Segment Start: EXERCISE MATERIALS

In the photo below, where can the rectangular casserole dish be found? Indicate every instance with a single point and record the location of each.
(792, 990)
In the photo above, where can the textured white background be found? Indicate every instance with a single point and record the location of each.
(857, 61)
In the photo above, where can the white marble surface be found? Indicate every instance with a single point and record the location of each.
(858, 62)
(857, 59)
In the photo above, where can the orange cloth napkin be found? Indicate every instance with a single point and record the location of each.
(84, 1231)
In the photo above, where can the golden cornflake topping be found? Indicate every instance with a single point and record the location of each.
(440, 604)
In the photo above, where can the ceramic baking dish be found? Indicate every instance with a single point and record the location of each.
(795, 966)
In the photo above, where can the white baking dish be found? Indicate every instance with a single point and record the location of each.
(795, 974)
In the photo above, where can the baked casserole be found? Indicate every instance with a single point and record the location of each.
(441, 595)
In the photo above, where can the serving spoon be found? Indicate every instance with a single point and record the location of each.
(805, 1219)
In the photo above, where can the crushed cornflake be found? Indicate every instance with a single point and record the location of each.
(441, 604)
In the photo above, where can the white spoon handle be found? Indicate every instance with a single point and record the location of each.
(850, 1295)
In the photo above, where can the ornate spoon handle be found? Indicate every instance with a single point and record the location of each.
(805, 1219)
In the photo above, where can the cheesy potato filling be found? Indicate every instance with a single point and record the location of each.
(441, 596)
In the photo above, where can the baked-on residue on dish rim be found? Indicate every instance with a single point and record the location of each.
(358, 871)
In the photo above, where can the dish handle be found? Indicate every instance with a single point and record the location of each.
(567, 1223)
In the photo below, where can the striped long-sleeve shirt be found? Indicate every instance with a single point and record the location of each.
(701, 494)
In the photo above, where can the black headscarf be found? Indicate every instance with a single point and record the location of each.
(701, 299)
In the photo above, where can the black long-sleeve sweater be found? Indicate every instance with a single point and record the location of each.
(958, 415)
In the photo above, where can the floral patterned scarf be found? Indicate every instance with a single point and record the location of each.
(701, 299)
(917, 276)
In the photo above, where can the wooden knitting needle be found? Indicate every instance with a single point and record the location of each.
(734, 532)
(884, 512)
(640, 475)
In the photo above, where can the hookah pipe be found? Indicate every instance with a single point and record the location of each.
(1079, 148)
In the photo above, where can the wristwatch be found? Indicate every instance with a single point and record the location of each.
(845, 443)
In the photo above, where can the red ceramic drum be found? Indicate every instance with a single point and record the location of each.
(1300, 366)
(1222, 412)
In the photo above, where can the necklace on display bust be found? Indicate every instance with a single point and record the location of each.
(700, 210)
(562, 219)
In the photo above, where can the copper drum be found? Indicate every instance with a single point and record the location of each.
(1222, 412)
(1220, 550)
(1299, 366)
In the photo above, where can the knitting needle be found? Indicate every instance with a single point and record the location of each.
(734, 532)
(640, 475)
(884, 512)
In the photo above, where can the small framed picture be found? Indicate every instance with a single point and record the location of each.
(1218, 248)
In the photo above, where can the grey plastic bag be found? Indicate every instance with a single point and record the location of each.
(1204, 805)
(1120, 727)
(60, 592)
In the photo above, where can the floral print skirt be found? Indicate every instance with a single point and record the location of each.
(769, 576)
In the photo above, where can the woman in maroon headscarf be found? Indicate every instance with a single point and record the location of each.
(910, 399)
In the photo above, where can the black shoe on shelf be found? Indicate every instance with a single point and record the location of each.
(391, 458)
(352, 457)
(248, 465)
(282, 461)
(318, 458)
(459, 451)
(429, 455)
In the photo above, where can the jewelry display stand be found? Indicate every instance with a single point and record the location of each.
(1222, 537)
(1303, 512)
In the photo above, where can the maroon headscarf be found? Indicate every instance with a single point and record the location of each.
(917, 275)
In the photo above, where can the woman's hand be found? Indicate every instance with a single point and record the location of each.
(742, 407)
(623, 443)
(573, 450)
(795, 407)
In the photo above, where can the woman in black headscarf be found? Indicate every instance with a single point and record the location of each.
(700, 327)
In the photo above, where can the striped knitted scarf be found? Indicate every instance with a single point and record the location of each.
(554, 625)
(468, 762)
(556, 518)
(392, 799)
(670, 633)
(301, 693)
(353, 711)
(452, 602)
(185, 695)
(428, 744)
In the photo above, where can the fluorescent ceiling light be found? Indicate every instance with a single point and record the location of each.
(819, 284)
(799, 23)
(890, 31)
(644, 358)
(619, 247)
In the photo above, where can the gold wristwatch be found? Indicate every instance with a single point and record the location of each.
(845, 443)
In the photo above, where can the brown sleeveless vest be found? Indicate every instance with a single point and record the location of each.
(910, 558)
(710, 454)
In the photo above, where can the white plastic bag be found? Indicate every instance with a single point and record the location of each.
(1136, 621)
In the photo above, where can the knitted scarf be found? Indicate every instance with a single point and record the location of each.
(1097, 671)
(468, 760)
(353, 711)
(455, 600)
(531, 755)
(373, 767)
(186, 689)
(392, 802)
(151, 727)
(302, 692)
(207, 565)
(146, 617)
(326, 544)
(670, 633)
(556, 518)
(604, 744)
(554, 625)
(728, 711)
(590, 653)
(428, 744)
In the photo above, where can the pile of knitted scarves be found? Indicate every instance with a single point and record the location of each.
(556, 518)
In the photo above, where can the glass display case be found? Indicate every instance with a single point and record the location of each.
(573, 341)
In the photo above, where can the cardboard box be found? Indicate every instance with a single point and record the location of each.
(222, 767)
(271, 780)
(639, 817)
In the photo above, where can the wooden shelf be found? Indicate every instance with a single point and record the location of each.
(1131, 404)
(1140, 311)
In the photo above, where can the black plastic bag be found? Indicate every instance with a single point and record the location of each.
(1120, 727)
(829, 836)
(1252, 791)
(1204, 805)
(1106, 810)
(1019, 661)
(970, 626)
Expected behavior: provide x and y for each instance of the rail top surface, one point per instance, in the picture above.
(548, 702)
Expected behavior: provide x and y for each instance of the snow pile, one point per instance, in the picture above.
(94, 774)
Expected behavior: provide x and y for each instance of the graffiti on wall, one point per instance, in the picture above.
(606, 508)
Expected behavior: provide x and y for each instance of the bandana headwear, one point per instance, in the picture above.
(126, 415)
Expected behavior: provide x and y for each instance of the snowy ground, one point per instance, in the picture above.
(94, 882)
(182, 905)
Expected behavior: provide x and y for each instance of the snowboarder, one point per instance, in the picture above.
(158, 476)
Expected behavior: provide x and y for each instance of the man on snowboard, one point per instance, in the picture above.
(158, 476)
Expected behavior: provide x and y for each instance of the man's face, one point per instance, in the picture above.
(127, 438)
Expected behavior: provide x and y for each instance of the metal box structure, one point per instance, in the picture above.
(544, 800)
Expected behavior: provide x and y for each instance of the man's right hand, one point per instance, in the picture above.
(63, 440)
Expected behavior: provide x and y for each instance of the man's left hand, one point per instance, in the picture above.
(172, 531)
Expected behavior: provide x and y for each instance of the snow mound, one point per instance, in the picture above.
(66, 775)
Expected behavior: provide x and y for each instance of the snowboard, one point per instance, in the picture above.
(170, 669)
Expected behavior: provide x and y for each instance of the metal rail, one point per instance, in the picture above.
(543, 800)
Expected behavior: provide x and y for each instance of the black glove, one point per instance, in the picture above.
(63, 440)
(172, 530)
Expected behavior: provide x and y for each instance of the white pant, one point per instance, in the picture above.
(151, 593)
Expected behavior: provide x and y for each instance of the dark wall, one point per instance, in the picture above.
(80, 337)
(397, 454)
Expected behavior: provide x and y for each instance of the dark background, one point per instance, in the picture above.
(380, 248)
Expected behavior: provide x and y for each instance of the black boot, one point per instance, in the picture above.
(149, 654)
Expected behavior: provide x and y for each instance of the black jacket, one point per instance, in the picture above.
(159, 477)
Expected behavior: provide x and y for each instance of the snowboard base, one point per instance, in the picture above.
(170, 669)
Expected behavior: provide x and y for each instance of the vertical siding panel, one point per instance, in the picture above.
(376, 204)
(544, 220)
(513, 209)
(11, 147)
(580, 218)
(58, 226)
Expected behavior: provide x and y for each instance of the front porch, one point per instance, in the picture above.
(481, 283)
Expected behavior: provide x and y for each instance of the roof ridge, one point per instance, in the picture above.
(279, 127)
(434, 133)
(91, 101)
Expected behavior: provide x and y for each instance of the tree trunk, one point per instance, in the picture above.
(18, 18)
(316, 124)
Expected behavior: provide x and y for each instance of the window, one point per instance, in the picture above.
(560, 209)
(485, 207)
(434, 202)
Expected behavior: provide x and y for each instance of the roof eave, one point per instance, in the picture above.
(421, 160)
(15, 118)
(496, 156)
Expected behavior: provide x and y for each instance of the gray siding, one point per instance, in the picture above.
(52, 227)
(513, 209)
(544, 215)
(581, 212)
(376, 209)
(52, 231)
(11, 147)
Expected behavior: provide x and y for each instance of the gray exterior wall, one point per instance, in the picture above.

Segment End: EXERCISE MATERIALS

The lines from the one holding "the window, one" to the final line of the entries, both included, are what should be output, exactly and alone.

▶ EXERCISE SOLUTION:
Expected behavior: provide x and y for each instance of the window, one point per instance, in the picture above.
(560, 209)
(485, 207)
(434, 202)
Expected behavior: provide x and y for each instance of the roof eave, one point per instance, in the picture above.
(421, 160)
(15, 118)
(496, 156)
Expected behavior: provide x and y for each instance of the gray siding, one point per instance, in the picture above.
(52, 227)
(513, 209)
(544, 215)
(581, 212)
(376, 209)
(52, 231)
(11, 147)
Expected behavior: provide x and y for each instance of the gray exterior wall, one point per instance, in the picture above.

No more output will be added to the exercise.